Future是延迟异步计算任务,Future的基本逻辑如下:

Basic


trait SimpleFuture {
    type Output;
    fn poll(&mut self, wake: fn()) -> Poll<Self::Output>;
}

enum Poll<T> {
    Ready(T),
    Pending,
}

明显,用户可以调用poll函数来检测异步函数是否已经得到返回值。注意这里的wake()非常重要,和java的interrupt有点类似,能用来实现一个控制流,确保执行完毕的信号往回传,SimpleFuture能及时回收数据,rust中异步同步需要非常注意,很容易就会发生卡在poll这步的情况。

    fn poll(&mut self, wake: fn()) -> Poll<Self::Output> {
        if self.socket.has_data_to_read() {
            Poll::Ready(self.socket.read_buf())
        } else {
            // The socket does not yet have data.
            //
            // Arrange for `wake` to be called once data is available.
            // When data becomes available, `wake` will be called, and the
            // user of this `Future` will know to call `poll` again and
            // receive data.
            self.socket.set_readable_callback(wake);
            Poll::Pending
        }
    }

真实的Future则是需要如下操作:
具体来说,Future executors会接受一个top-level Future集合(即应当await的最顶层异步函数),然后运行,并通过poll确定这些Future都执行完毕。开始执行的时候会调用一次poll,接着,Future执行完时调用的wake则会将完毕信号放入Future executor的队列中,通知Future executor重新poll来确定状态。

trait Future {
    type Output;
    fn poll(
        // Note the change from `&mut self` to `Pin<&mut Self>`:
        self: Pin<&mut Self>,
        // and the change from `wake: fn()` to `cx: &mut Context<'_>`:
        cx: &mut Context<'_>,
    ) -> Poll<Self::Output>;
}

这里Pin<&mut Self>允许我能创建immovable future,
例如下面这个例子将Waker存起来,等sleep足够时间之后调用waker.wake()。

impl Future for TimerFuture {
    type Output = ();
    fn poll(self: Pin<&mut Self>, cx: &mut Context<'_>) -> Poll<Self::Output> {
        // Look at the shared state to see if the timer has already completed.
        let mut shared_state = self.shared_state.lock().unwrap();
        if shared_state.completed {
            Poll::Ready(())
        } else {
            // Set waker so that the thread can wake up the current task
            // when the timer has completed, ensuring that the future is polled
            // again and sees that `completed = true`.
            //
            // It's tempting to do this once rather than repeatedly cloning
            // the waker each time. However, the `TimerFuture` can move between
            // tasks on the executor, which could cause a stale waker pointing
            // to the wrong task, preventing `TimerFuture` from waking up
            // correctly.
            //
            // N.B. it's possible to check for this using the `Waker::will_wake`
            // function, but we omit that here to keep things simple.

→ 问题与任务:
#1 根据这篇讲 Rust Future 的原文回答：
(a) 作者觉得 wake() 和 java 里的什么有点像？
(b) Future executors 开始执行时会调用几次 poll？
(c) TimerFuture 的例子把 Waker 存起来，等 sleep 够了以后调用什么？
#2 把讲 Rust Future 的原文从“impl Future for”到“Poll::Ready(())”这一段一字不改地打印出来。

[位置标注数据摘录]
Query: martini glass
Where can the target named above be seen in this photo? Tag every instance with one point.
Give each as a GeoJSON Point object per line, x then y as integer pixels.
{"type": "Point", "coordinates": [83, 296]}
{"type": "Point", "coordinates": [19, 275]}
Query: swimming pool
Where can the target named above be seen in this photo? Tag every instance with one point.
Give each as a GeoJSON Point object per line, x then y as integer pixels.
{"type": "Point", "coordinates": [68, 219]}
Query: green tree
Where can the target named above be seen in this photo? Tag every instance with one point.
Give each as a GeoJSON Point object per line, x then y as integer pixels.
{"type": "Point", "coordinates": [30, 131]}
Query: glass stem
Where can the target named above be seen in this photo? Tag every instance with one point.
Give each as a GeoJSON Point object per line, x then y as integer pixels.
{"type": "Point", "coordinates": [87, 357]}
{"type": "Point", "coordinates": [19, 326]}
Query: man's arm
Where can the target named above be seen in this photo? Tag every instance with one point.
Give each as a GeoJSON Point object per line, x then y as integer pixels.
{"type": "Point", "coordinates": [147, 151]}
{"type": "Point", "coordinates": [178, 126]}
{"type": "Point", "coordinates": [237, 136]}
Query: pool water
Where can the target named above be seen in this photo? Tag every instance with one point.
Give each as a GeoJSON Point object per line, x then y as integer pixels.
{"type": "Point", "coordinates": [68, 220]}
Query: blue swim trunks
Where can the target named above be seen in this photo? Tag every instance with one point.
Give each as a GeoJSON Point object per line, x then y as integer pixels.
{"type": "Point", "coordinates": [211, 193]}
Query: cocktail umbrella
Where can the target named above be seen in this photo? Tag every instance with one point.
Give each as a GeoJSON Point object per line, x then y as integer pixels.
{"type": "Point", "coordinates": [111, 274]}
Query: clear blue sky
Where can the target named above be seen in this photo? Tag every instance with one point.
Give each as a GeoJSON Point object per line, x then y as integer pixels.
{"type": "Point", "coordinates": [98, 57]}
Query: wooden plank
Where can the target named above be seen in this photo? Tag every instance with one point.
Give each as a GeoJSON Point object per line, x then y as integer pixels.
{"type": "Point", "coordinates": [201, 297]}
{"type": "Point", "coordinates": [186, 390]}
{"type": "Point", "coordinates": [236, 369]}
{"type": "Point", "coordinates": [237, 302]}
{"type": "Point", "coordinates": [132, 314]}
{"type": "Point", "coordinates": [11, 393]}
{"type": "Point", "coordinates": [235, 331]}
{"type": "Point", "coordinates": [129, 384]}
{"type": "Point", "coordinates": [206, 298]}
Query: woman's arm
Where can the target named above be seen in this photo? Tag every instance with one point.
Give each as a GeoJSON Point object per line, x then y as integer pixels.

→ 练习答案:
#1
(a) interrupt
(b) 一次
(c) waker.wake()

#2
impl Future for TimerFuture {
    type Output = ();
    fn poll(self: Pin<&mut Self>, cx: &mut Context<'_>) -> Poll<Self::Output> {
        // Look at the shared state to see if the timer has already completed.
        let mut shared_state = self.shared_state.lock().unwrap();
        if shared_state.completed {
            Poll::Ready(())